# Start of PROVIDED DATA
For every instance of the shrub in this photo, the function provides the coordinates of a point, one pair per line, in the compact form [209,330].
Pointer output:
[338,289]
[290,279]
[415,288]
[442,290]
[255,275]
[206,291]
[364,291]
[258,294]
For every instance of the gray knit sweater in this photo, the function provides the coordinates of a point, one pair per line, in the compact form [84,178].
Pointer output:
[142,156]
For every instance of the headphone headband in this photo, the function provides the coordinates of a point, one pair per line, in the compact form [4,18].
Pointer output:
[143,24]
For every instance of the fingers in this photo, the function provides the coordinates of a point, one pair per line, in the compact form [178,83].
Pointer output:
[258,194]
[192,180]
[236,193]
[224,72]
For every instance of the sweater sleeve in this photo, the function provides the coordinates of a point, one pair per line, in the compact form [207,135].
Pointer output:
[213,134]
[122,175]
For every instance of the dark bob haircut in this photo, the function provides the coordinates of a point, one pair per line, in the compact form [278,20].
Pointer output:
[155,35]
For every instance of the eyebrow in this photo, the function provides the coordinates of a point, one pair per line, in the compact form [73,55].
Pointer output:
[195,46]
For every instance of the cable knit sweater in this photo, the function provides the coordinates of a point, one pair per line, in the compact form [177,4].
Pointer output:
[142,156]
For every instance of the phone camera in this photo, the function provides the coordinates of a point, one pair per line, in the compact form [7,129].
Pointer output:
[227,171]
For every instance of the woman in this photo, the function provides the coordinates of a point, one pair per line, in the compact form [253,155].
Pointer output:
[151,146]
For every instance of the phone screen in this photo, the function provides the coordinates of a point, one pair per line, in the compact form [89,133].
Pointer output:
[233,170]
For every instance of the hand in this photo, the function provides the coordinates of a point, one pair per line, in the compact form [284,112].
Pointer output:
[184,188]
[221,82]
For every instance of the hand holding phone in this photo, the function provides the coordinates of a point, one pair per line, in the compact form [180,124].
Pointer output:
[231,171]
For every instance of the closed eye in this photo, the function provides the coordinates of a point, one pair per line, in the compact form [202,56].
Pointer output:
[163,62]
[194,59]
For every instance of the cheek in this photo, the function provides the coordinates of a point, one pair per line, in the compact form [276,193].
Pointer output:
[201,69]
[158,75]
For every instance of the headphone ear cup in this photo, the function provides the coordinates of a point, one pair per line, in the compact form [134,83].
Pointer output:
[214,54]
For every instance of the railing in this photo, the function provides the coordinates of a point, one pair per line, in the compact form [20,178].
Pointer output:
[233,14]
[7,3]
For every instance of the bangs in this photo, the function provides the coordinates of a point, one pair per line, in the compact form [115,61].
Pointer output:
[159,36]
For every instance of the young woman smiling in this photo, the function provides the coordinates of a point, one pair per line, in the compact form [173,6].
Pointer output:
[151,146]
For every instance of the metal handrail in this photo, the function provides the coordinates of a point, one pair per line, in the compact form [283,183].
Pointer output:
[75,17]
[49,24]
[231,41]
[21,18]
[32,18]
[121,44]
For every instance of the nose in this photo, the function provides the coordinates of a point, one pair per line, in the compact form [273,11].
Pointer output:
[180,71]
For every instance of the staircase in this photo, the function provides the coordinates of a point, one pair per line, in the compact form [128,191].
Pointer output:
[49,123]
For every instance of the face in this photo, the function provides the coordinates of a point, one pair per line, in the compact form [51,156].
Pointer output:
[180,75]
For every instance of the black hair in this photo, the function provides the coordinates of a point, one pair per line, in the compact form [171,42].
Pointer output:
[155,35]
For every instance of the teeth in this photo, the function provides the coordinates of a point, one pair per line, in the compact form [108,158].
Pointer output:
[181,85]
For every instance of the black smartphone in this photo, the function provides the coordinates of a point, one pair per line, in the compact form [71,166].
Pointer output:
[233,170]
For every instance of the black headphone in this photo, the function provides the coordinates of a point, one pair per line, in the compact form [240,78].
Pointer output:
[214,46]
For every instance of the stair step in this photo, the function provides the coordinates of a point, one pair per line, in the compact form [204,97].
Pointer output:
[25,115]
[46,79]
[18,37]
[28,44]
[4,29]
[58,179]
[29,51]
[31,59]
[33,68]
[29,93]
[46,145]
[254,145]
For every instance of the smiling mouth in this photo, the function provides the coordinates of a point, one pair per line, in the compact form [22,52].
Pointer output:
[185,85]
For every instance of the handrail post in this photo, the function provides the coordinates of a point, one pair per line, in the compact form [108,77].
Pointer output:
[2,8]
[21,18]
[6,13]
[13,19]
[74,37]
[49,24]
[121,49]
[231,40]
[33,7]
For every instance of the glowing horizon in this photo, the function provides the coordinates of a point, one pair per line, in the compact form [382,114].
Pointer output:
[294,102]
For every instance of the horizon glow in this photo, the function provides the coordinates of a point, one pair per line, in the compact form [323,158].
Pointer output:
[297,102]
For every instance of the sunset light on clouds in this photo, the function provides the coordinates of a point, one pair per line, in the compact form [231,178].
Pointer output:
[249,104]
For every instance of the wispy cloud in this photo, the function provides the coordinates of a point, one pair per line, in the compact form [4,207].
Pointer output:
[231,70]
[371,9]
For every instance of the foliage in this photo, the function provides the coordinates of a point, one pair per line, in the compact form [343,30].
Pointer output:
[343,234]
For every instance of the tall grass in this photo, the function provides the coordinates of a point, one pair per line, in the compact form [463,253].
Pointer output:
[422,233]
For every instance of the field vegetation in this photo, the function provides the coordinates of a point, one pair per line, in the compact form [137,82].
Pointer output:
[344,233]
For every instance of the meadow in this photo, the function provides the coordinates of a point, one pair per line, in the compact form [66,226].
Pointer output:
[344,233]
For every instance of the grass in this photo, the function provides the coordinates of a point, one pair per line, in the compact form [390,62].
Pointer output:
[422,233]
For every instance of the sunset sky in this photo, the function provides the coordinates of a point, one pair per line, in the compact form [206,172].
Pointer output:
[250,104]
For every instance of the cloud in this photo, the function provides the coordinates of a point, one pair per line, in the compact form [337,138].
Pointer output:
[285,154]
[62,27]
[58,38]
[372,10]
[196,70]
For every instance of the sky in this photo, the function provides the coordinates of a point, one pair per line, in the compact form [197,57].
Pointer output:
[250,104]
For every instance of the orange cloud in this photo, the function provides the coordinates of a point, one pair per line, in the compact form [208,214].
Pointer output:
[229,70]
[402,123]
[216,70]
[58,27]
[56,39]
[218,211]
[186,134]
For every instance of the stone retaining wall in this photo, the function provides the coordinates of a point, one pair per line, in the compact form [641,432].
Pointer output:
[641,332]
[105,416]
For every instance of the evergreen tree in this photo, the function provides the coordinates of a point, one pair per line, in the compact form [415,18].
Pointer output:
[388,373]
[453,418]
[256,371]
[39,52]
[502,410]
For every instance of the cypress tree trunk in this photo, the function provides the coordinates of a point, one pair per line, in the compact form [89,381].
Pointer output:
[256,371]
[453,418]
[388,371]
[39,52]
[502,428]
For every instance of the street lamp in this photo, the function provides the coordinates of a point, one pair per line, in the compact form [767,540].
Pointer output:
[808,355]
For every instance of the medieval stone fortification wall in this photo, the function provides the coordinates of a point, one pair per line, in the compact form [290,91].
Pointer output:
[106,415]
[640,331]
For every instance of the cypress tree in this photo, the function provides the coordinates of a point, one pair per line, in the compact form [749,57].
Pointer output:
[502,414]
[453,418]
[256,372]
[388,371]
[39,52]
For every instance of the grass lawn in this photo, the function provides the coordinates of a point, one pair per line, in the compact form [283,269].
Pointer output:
# End of PROVIDED DATA
## TASK OBJECTIVE
Copy the entries above exactly, leaving none out.

## WRITTEN SOLUTION
For every instance of the shrub in this photo, the function provides the coordinates of a point, one pair per line, in the compact form [209,330].
Pointer output:
[338,289]
[290,279]
[415,288]
[442,290]
[255,275]
[206,291]
[364,291]
[258,294]
For every instance of the gray knit sweater in this photo, the function provides the coordinates of a point, one pair per line, in the compact form [84,178].
Pointer output:
[142,156]
For every instance of the headphone headband in this photo, the function provides the coordinates of a point, one pair per line, in the compact form [4,18].
Pointer output:
[143,24]
For every instance of the fingers in this photo, the function provides the coordinates of a point, one pair per line, in the compact form [178,83].
Pointer output:
[258,194]
[192,180]
[236,193]
[224,72]
For every instance of the sweater sleeve in this photo, the function provides the coordinates of a point, one pair per line, in the compact form [207,135].
Pointer output:
[213,134]
[122,175]
For every instance of the dark bob haircut in this photo, the function provides the coordinates of a point, one pair per line, in the compact form [278,20].
Pointer output:
[155,35]
For every instance of the eyebrow in this photo, the function provides the coordinates of a point, one pair per line, in the compact form [73,55].
Pointer output:
[195,46]
For every instance of the cable knit sweater in this photo, the function provides the coordinates of a point, one pair per line, in the compact form [177,4].
Pointer output:
[142,156]
For every instance of the phone camera in this photo, the function provides the coordinates of a point, one pair per line, in the compact form [7,129].
Pointer output:
[227,171]
For every instance of the woman in this photo, the function provides the coordinates of a point, one pair per line, in the compact form [253,155].
Pointer output:
[151,146]
For every instance of the phone screen in this photo, the function provides the coordinates of a point, one pair per line, in the compact form [89,133].
Pointer output:
[233,170]
For every instance of the hand in this photo, the function provides the coordinates of a point, one pair per line, in the compact form [284,112].
Pointer output:
[184,188]
[221,82]
For every instance of the hand holding phone in this photo, the function provides the coordinates of a point, one pair per line, in the compact form [180,124].
Pointer output:
[231,171]
For every instance of the closed eye in this photo, the function provides the coordinates of a point, one pair per line, in the compact form [202,56].
Pointer output:
[163,62]
[194,59]
For every instance of the cheek in this photo, the function provides the coordinates of a point, one pair per line, in the compact form [276,193].
Pointer output:
[201,69]
[158,75]
For every instance of the headphone ear cup in this photo, the function provides the coordinates of a point, one pair per line, in the compact form [134,83].
Pointer output:
[214,54]
For every instance of the railing in this photo, the function provides the coordinates of a point, one pair per line, in the compact form [20,178].
Pointer output:
[233,14]
[7,3]
For every instance of the bangs in this photo, the function provides the coordinates of a point, one pair per line, in the compact form [115,61].
Pointer output:
[159,36]
For every instance of the young woman smiling in this photo, the function provides the coordinates of a point, one pair per line, in the compact form [173,6].
Pointer output:
[151,146]
For every instance of the metal handrail in this photo, the function provides the coordinates of a point, one pair per line, in the compact form [283,183].
Pointer output:
[75,17]
[49,24]
[231,41]
[21,18]
[32,18]
[121,44]
For every instance of the nose in this photo, the function provides the coordinates of a point, one pair per line, in the compact form [273,11].
Pointer output:
[180,71]
For every instance of the staircase in this photo, the function provides the coordinates of a point, one pair per line, in the compact form [128,191].
Pointer output:
[49,123]
For every instance of the face in this photo, the function provides the coordinates of a point, one pair per line, in the compact form [51,156].
Pointer output:
[180,75]
For every instance of the black hair in this photo, the function provides the coordinates of a point, one pair per line, in the compact form [171,42].
Pointer output:
[155,35]
For every instance of the teeth in this photo, the function provides the coordinates of a point, one pair per line, in the compact form [108,158].
Pointer output:
[181,85]
For every instance of the black smartphone in this photo, the function provides the coordinates of a point, one pair per line, in the compact form [71,166].
Pointer output:
[233,170]
For every instance of the black headphone in this photo, the function provides the coordinates of a point, one pair per line, in the compact form [240,78].
Pointer output:
[214,46]
For every instance of the stair step in this photo, the function provides the coordinates of a point, one pair per line, in the compact form [204,97].
Pointer output:
[25,115]
[46,79]
[18,37]
[28,44]
[4,29]
[58,179]
[29,51]
[31,59]
[33,68]
[29,93]
[46,145]
[254,145]
For every instance of the smiling mouth in this photo, the function provides the coordinates of a point, one pair per line, in the compact form [22,52].
Pointer output:
[185,85]
For every instance of the handrail post in this photo, the function provides the coordinates of a point, one pair per line, in the compact form [108,77].
Pointer output:
[2,8]
[21,18]
[6,13]
[13,19]
[74,37]
[49,24]
[121,49]
[231,40]
[33,7]
For every instance of the glowing horizon in this photo, the function provides the coordinates of a point, one pair per line, in the compact form [382,114].
Pointer output:
[294,102]
For every instance of the horizon glow in this photo, the function provides the coordinates of a point, one pair per line, in the compact form [323,158].
Pointer output:
[297,102]
For every instance of the sunset light on clouds in this photo, the function provides the coordinates of a point, one pair per line, in the compact form [231,178].
Pointer output:
[249,104]
For every instance of the wispy cloud in this photo, the function provides the coordinates of a point, one pair per line, in the compact form [4,207].
Pointer output:
[231,70]
[371,9]
For every instance of the foliage in this photo, the function provides the coordinates of a point, one pair per line, in the compact form [343,30].
Pointer output:
[343,234]
For every instance of the tall grass in this photo, the function provides the coordinates of a point, one pair per line, in the compact form [463,253].
Pointer output:
[422,233]
For every instance of the field vegetation in this photo, the function provides the coordinates of a point, one pair per line, in the compact form [137,82].
Pointer output:
[344,233]
For every instance of the meadow in this photo, the function provides the coordinates of a point, one pair per line, in the compact form [66,226].
Pointer output:
[344,233]
For every instance of the grass in this photo, the function provides the coordinates of a point, one pair per line, in the compact form [390,62].
Pointer output:
[422,233]
For every instance of the sunset sky in this photo, the function provides the coordinates of a point, one pair per line, in the compact form [206,172].
Pointer output:
[250,104]
For every instance of the cloud in this photo, the function provides the coordinates of a point, one pair per line, in the compact form [337,138].
Pointer output:
[285,154]
[62,27]
[58,38]
[372,10]
[196,70]
For every instance of the sky in this photo, the function provides the coordinates of a point, one pair per line, in the compact form [197,57].
Pointer output:
[250,104]
For every instance of the orange cloud in this photo, the function provides the coordinates of a point, one pair per line, in the compact form [208,214].
Pointer output:
[229,70]
[402,123]
[216,70]
[58,27]
[56,39]
[218,211]
[186,134]
For every instance of the stone retaining wall in this photo, the function provides the coordinates of a point, one pair per line, in the compact form [641,432].
Pointer output:
[641,332]
[105,416]
For every instance of the evergreen tree in this photo, the function provides the coordinates of a point, one pair per line, in the compact form [415,18].
Pointer output:
[388,373]
[453,418]
[256,371]
[39,52]
[502,410]
For every instance of the cypress tree trunk in this photo, the function provides the coordinates of a point, one pair per line, in the compact form [89,381].
Pointer output:
[256,371]
[453,418]
[388,371]
[39,52]
[502,428]
For every instance of the street lamp in this photo, the function provides the coordinates of a point, one pair per line, in the compact form [767,540].
Pointer output:
[808,355]
For every instance of the medieval stone fortification wall in this photo, the function provides the coordinates of a point, one pair per line, in the compact form [290,91].
Pointer output:
[106,415]
[640,331]
For every instance of the cypress tree in this photo, the function provides the coordinates of a point, one pair per line, in the compact form [749,57].
Pointer output:
[502,414]
[453,418]
[256,372]
[388,371]
[39,52]
For every instance of the grass lawn in this photo, the function provides the coordinates of a point, one pair per line, in the compact form [283,269].
Pointer output:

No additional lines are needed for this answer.